- **Provided data**:
◆ ◆ ◆
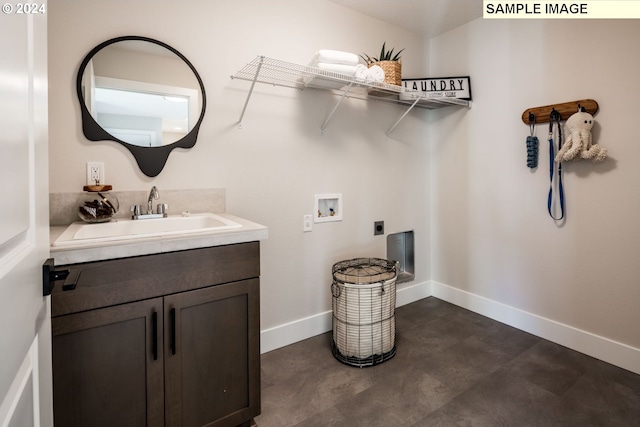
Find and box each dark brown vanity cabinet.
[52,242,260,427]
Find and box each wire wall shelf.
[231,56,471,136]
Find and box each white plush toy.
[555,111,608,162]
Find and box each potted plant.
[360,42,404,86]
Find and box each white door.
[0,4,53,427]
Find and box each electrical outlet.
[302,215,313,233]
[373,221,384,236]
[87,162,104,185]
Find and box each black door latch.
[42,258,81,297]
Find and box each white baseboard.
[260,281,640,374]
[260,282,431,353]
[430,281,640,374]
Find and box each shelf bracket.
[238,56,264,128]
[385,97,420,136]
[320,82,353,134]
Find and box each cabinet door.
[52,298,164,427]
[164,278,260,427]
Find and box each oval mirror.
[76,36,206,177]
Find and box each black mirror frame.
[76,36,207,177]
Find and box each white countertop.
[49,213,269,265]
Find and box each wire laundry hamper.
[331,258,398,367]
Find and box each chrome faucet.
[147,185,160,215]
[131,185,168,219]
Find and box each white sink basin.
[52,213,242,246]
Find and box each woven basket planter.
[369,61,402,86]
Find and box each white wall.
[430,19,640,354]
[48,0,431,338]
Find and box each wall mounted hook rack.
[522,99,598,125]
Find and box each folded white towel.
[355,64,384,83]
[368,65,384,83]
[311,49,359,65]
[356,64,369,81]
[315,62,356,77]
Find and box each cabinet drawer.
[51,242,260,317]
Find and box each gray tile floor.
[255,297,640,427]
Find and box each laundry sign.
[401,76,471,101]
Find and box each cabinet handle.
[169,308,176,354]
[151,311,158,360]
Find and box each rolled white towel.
◆ ◆ ◆
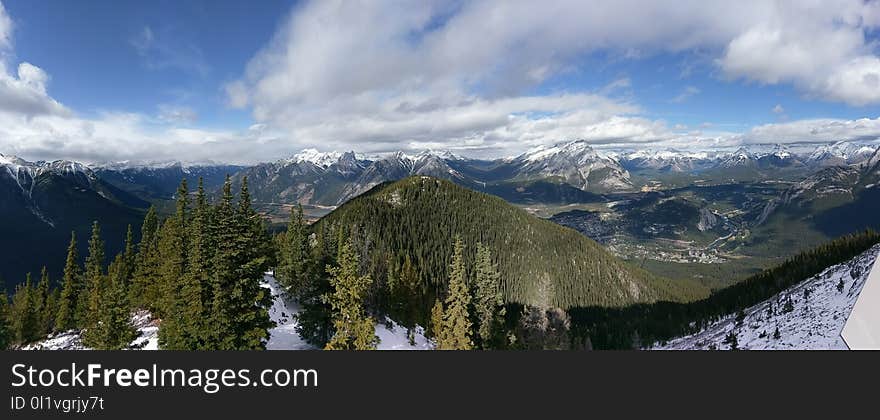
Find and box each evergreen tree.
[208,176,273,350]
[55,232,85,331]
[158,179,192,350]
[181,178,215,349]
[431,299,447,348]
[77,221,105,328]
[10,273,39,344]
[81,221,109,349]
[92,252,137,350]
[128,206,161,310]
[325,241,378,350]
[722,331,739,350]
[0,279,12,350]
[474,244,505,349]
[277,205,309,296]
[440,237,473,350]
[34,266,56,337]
◆ ◆ ◆
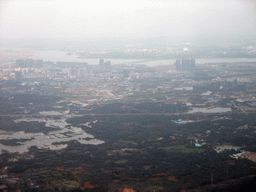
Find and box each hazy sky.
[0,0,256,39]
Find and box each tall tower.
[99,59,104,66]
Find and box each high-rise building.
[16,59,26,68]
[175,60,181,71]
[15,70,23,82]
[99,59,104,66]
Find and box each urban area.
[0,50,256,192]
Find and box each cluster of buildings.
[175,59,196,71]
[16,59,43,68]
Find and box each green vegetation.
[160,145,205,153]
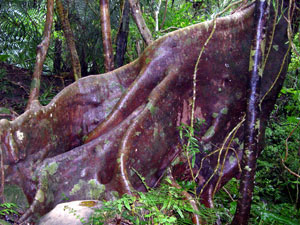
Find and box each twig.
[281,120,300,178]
◆ ◆ ◆
- **Given problem**:
Rewrite the rows between the lines holding "Find and box each white door." and "[151,311,158,360]", inclusive, so that every "white" becomes "off-white" and nothing else changes.

- **Task output**:
Find and box each off-white door.
[0,4,53,427]
Find and box each electrical outlet.
[302,215,313,233]
[373,221,384,236]
[87,162,104,185]
Find and box each black door latch.
[42,258,81,297]
Find and box each off-white baseboard.
[260,281,640,374]
[260,282,431,353]
[430,281,640,374]
Find and box each shelf bracket.
[238,56,264,128]
[385,97,420,136]
[320,82,353,134]
Find and box each cabinet door.
[52,298,164,427]
[164,278,260,427]
Find and box each oval mirror.
[76,36,206,177]
Find and box each black mirror frame.
[76,36,207,177]
Find and box each off-white countertop.
[49,213,269,265]
Find and box each wire laundry hamper.
[331,258,398,367]
Find and box each chrome faucet.
[147,185,160,215]
[131,185,168,219]
Find and box each off-white sink basin.
[52,213,242,246]
Find and box each woven basket planter.
[369,61,402,86]
Find and box each off-white wall.
[430,19,640,354]
[48,0,431,338]
Find and box each wall mounted hook rack.
[522,99,598,125]
Find and box each folded off-white towel.
[355,64,384,83]
[368,65,384,83]
[311,49,359,65]
[356,64,369,81]
[315,62,356,77]
Find and box each cabinet drawer.
[51,242,260,317]
Find and box each gray tile floor.
[255,297,640,427]
Find and box each laundry sign.
[401,76,471,101]
Find and box each cabinet handle.
[169,308,176,354]
[151,311,158,360]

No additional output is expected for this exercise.